Bounding box annotation entries

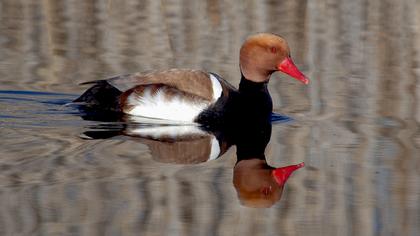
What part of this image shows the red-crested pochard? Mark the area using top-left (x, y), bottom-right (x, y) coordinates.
top-left (74, 33), bottom-right (309, 125)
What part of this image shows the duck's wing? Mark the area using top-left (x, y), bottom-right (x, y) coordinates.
top-left (106, 69), bottom-right (221, 100)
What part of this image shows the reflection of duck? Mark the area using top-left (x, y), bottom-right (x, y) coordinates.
top-left (233, 123), bottom-right (304, 207)
top-left (74, 33), bottom-right (309, 126)
top-left (79, 116), bottom-right (304, 207)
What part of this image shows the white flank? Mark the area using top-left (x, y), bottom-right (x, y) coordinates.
top-left (127, 88), bottom-right (209, 123)
top-left (207, 136), bottom-right (220, 161)
top-left (210, 73), bottom-right (223, 102)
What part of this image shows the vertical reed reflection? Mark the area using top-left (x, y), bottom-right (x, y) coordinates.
top-left (0, 0), bottom-right (420, 235)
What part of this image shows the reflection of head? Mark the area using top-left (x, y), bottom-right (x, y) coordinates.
top-left (233, 159), bottom-right (303, 208)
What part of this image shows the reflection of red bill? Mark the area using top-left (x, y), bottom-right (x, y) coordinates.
top-left (277, 57), bottom-right (309, 84)
top-left (271, 162), bottom-right (305, 185)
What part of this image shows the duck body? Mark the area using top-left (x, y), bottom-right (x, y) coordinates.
top-left (74, 69), bottom-right (272, 126)
top-left (74, 33), bottom-right (309, 126)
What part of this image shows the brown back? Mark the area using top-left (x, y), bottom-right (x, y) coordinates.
top-left (107, 69), bottom-right (213, 101)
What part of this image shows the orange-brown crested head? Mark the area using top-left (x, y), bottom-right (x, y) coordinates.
top-left (239, 33), bottom-right (309, 84)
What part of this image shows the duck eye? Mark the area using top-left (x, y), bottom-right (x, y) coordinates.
top-left (271, 47), bottom-right (277, 53)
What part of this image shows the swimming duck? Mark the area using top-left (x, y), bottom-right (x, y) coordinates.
top-left (73, 33), bottom-right (309, 125)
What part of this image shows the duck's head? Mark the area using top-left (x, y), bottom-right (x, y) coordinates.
top-left (239, 33), bottom-right (309, 84)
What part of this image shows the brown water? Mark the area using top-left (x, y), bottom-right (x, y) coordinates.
top-left (0, 0), bottom-right (420, 236)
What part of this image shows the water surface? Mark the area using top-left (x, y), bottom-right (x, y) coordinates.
top-left (0, 0), bottom-right (420, 236)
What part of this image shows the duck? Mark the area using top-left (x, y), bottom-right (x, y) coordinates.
top-left (73, 33), bottom-right (309, 126)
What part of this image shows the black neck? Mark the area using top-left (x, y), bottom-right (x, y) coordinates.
top-left (239, 74), bottom-right (268, 93)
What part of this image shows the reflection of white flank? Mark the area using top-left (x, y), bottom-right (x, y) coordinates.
top-left (207, 136), bottom-right (220, 161)
top-left (126, 125), bottom-right (208, 139)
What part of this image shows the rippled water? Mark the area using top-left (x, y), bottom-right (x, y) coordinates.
top-left (0, 0), bottom-right (420, 235)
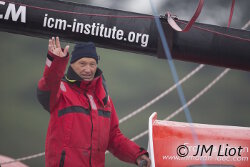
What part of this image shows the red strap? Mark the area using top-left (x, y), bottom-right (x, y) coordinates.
top-left (227, 0), bottom-right (235, 28)
top-left (167, 0), bottom-right (204, 32)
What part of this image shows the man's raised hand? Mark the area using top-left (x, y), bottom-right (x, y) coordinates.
top-left (48, 37), bottom-right (69, 57)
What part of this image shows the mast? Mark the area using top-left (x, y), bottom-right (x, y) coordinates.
top-left (0, 0), bottom-right (250, 71)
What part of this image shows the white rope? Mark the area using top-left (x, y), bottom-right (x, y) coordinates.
top-left (119, 64), bottom-right (205, 124)
top-left (0, 20), bottom-right (250, 166)
top-left (131, 20), bottom-right (250, 141)
top-left (131, 68), bottom-right (230, 141)
top-left (241, 20), bottom-right (250, 30)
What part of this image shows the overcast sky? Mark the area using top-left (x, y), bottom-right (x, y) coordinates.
top-left (71, 0), bottom-right (250, 28)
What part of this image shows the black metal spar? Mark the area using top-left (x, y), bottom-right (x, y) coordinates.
top-left (0, 0), bottom-right (250, 71)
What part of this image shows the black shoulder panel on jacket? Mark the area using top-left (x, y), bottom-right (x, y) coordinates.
top-left (37, 88), bottom-right (50, 112)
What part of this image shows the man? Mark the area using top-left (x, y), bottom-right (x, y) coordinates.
top-left (37, 37), bottom-right (151, 167)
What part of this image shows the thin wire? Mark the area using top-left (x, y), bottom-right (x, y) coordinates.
top-left (131, 68), bottom-right (230, 141)
top-left (0, 0), bottom-right (250, 42)
top-left (119, 64), bottom-right (205, 124)
top-left (0, 0), bottom-right (250, 166)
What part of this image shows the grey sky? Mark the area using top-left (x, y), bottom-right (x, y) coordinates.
top-left (72, 0), bottom-right (250, 28)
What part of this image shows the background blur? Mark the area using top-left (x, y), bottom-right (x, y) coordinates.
top-left (0, 0), bottom-right (250, 167)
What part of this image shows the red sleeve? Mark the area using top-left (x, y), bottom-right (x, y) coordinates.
top-left (37, 51), bottom-right (69, 111)
top-left (108, 99), bottom-right (148, 164)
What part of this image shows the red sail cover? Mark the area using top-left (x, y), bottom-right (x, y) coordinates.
top-left (152, 113), bottom-right (250, 167)
top-left (0, 155), bottom-right (28, 167)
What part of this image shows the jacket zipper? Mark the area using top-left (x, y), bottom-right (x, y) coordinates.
top-left (59, 150), bottom-right (66, 167)
top-left (84, 92), bottom-right (93, 166)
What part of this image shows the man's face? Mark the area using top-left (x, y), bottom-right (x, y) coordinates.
top-left (71, 57), bottom-right (97, 81)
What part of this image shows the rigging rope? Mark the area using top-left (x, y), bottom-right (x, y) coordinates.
top-left (119, 64), bottom-right (205, 124)
top-left (0, 0), bottom-right (250, 163)
top-left (2, 0), bottom-right (250, 42)
top-left (130, 20), bottom-right (250, 141)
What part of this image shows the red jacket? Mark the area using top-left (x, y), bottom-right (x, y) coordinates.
top-left (37, 52), bottom-right (147, 167)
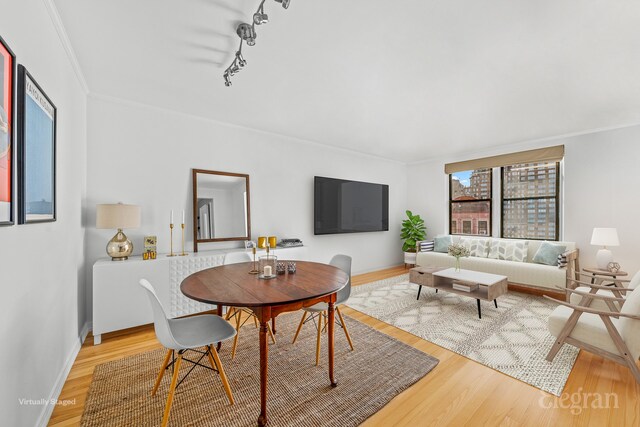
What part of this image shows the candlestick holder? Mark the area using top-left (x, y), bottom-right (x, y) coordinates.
top-left (249, 247), bottom-right (260, 274)
top-left (167, 224), bottom-right (177, 256)
top-left (179, 222), bottom-right (189, 256)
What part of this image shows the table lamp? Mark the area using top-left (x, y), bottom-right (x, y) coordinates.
top-left (591, 228), bottom-right (620, 270)
top-left (96, 203), bottom-right (140, 261)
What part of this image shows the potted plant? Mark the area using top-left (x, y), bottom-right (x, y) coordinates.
top-left (400, 210), bottom-right (427, 265)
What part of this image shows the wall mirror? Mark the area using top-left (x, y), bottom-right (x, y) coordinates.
top-left (193, 169), bottom-right (251, 252)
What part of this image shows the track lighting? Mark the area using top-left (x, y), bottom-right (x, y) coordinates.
top-left (223, 0), bottom-right (291, 87)
top-left (236, 23), bottom-right (258, 46)
top-left (276, 0), bottom-right (291, 9)
top-left (236, 50), bottom-right (247, 68)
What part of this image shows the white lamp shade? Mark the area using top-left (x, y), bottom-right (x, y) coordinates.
top-left (591, 228), bottom-right (620, 246)
top-left (96, 203), bottom-right (140, 228)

- _SHORT TASK_
Rewrite the stretch from the start of the records through the line containing "top-left (271, 47), bottom-right (277, 53)", replacing "white flank" with "pale flank" and leaving everything else unchanged. Omit the pictures.

- _WRITTEN ANSWER_
What part of this image shows the red-crested pochard? Mark the area using top-left (x, y), bottom-right (x, y) coordinates.
top-left (74, 33), bottom-right (309, 125)
What part of this image shows the duck's wing? Mark the area using top-left (x, y), bottom-right (x, y) coordinates.
top-left (106, 69), bottom-right (221, 100)
What part of this image shows the reflection of duck? Mark the area using top-left (x, y), bottom-right (x, y) coordinates.
top-left (233, 123), bottom-right (304, 207)
top-left (74, 33), bottom-right (309, 126)
top-left (79, 116), bottom-right (304, 207)
What part of this image shows the pale flank? Mark the area using top-left (x, y), bottom-right (x, y) coordinates.
top-left (127, 88), bottom-right (209, 123)
top-left (207, 136), bottom-right (220, 161)
top-left (210, 73), bottom-right (223, 102)
What part of this image shows the vertical reed reflection? Mark the area using top-left (x, y), bottom-right (x, y) coordinates.
top-left (0, 0), bottom-right (420, 235)
What part of this image shows the reflection of head? Mark the area using top-left (x, y), bottom-right (x, y) coordinates.
top-left (233, 159), bottom-right (303, 208)
What part of this image shows the reflection of red bill? Mark the area using top-left (x, y), bottom-right (x, y) coordinates.
top-left (277, 57), bottom-right (309, 84)
top-left (271, 162), bottom-right (305, 185)
What part of this image shows the duck body? Mark the area using top-left (x, y), bottom-right (x, y) coordinates.
top-left (74, 69), bottom-right (272, 126)
top-left (74, 33), bottom-right (309, 126)
What part of this image shows the brown back? Mark the area using top-left (x, y), bottom-right (x, y) coordinates.
top-left (107, 69), bottom-right (213, 101)
What part of this image shows the orange-brown crested head? Mark the area using top-left (x, y), bottom-right (x, y) coordinates.
top-left (239, 33), bottom-right (309, 84)
What part of this image shows the duck eye? Mark the area using top-left (x, y), bottom-right (x, y) coordinates.
top-left (271, 47), bottom-right (277, 53)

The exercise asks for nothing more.